■ **Task item**: Please copy each line in the records below that contains the string "orange".

═══ Information provided ═══

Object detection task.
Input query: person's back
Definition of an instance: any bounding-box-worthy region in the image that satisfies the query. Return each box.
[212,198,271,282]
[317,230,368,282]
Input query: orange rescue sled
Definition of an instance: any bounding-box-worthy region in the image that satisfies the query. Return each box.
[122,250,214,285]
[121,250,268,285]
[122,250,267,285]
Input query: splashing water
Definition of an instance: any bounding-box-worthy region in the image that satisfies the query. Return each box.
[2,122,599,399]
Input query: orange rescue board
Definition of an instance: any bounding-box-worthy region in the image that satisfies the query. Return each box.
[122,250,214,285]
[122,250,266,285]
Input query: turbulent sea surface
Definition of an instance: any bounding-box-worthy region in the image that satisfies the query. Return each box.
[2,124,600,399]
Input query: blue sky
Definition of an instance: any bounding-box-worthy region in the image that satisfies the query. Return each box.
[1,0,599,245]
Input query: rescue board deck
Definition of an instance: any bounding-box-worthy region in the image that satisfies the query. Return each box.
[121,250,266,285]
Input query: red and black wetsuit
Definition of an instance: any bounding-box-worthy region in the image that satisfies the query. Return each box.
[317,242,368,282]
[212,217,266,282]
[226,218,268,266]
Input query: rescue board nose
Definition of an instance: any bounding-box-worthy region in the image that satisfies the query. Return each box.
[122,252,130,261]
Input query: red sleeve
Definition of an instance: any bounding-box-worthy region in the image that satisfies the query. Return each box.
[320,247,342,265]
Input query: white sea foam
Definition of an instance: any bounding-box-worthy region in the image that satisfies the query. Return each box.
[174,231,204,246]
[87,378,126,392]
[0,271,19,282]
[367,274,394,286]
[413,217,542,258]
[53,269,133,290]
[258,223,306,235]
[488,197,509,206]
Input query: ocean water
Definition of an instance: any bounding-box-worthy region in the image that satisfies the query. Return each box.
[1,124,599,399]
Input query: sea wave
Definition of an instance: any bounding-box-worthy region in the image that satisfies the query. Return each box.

═══

■ **Task result**:
Input query: orange rescue sled
Input query: orange rescue board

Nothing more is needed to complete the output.